Four elements of web performance
weight, time, processing and perception
When discussing performance on the web, there are exactly four aspects to consider: weight, time, processing and perception. With this post I intend to define a basic vocabulary and to provide differentiation between elemental performance concerns.
Weight is all about HTTP: the number of HTTP requests and the sizes of requests' and responses' headers and bodies. For weight, less is always more.
Time mostly has to do with the network - latency, bandwidth and server response time. The faster, the better, obviously.
Processing accounts for what a browser can do per time slice. The key is to distribute workloads evenly over time, and to delay processing until it's needed.
Perception lies in the eye of the beholder. There are ways to make an experience feel faster and lighter without changing weight, time or processing.
These four aspects together cover all particular performance issues for web sites and web applications. I'll describe each aspect in brief detail, illustrate good practices, and mention how each should be measured.
Weight - is it heavy?
The weight of a webpage is roughly equal to the average size of the response bodies plus two times the average size of the headers, all times the number of HTTP requests:
weight = (avg_size(bodies) + avg_size(headers) * 2) * num(requests)
We double avg_size(headers)
since the headers go over the wire twice for each request - once for the HTTP request from the client to the server, and once for the HTTP response from the server to the client.
There are three things you can do to reduce weight.
- You should always gzip your content - this decreases
avg_size(bodies)
- Cookies, GET and POST parameters all live in the headers and add to
avg_size(headers)
. Eliminate what you don't need and make all key/value pairs short. Cookies are the worst - they get sent with every request! - Bundle resources to decrease
num(requests)
. There is no reason to deliver more than one javascript file and one css file on page load! All static images should be embedded in the stylesheets as base64 data URIs (or as mhtml attachments in the case of IE6/7)
Browser caching can make a significant difference between first and subsequent page loads. Use it to your advantage.
The correct way to measure weight is to sniff the network on one of your local machines for all HTTP traffic while loading your web site in a browser. Take note of bodies, headers, and the number of requests to find your bottlenecks. Refresh the page and look for requests that made again but could have been cached from the first time.

ENTRIES SUPPLIED —
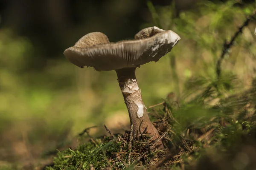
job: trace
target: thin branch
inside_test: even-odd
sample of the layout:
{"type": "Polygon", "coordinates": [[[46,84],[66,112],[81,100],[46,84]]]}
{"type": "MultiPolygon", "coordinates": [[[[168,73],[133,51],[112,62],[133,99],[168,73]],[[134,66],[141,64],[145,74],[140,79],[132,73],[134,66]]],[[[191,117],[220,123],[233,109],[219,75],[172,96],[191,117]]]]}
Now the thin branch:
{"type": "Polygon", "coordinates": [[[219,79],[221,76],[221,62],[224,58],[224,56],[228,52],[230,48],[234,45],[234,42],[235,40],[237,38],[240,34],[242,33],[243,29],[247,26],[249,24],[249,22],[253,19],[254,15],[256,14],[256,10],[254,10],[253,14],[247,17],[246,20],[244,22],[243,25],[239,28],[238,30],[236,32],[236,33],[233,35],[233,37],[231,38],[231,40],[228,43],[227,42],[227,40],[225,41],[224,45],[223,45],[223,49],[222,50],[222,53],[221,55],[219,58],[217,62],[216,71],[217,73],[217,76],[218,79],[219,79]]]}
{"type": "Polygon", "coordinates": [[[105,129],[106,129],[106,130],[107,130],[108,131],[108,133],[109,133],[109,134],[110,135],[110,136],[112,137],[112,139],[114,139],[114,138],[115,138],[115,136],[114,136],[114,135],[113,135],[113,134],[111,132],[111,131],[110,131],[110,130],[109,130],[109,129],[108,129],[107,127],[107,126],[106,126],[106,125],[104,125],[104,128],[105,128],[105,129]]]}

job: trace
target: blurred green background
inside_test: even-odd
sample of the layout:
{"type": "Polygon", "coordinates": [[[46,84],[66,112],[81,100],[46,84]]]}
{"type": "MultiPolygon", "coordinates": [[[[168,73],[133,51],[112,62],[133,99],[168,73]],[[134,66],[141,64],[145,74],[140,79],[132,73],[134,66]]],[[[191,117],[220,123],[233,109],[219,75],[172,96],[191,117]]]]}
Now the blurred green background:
==
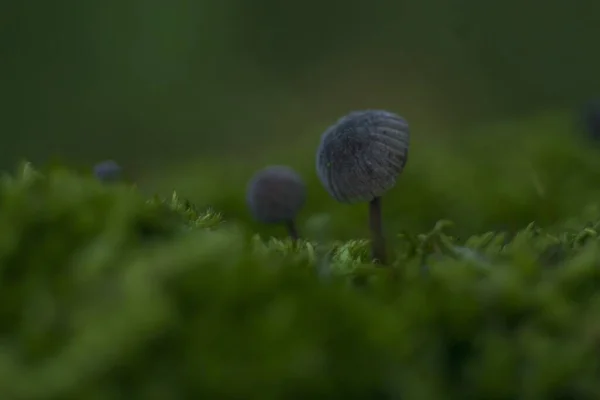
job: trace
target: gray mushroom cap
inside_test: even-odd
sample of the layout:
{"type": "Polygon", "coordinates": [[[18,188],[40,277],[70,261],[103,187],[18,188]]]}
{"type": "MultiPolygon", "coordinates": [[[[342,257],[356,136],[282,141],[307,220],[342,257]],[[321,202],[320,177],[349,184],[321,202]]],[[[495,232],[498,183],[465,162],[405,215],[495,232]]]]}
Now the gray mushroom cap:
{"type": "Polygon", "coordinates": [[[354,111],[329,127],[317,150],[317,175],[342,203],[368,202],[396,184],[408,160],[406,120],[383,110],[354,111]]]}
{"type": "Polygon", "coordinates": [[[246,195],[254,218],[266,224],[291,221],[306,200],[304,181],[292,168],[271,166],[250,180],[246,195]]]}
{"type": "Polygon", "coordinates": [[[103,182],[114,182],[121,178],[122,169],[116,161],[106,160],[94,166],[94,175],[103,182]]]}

WHAT YOU NEED TO DO —
1. Return the stretch from "since the headers" through "to reduce weight." in the web performance post, copied word for word.
2. According to the web performance post, why is the average header size doubled in the weight formula?

WRITTEN RESPONSES —
1.
since the headers go over the wire twice for each request - once for the HTTP request from the client to the server, and once for the HTTP response from the server to the client.
There are three things you can do to reduce weight.

2. The headers go over the wire twice for each request: once in the HTTP request from the client to the server, and once in the HTTP response from the server to the client.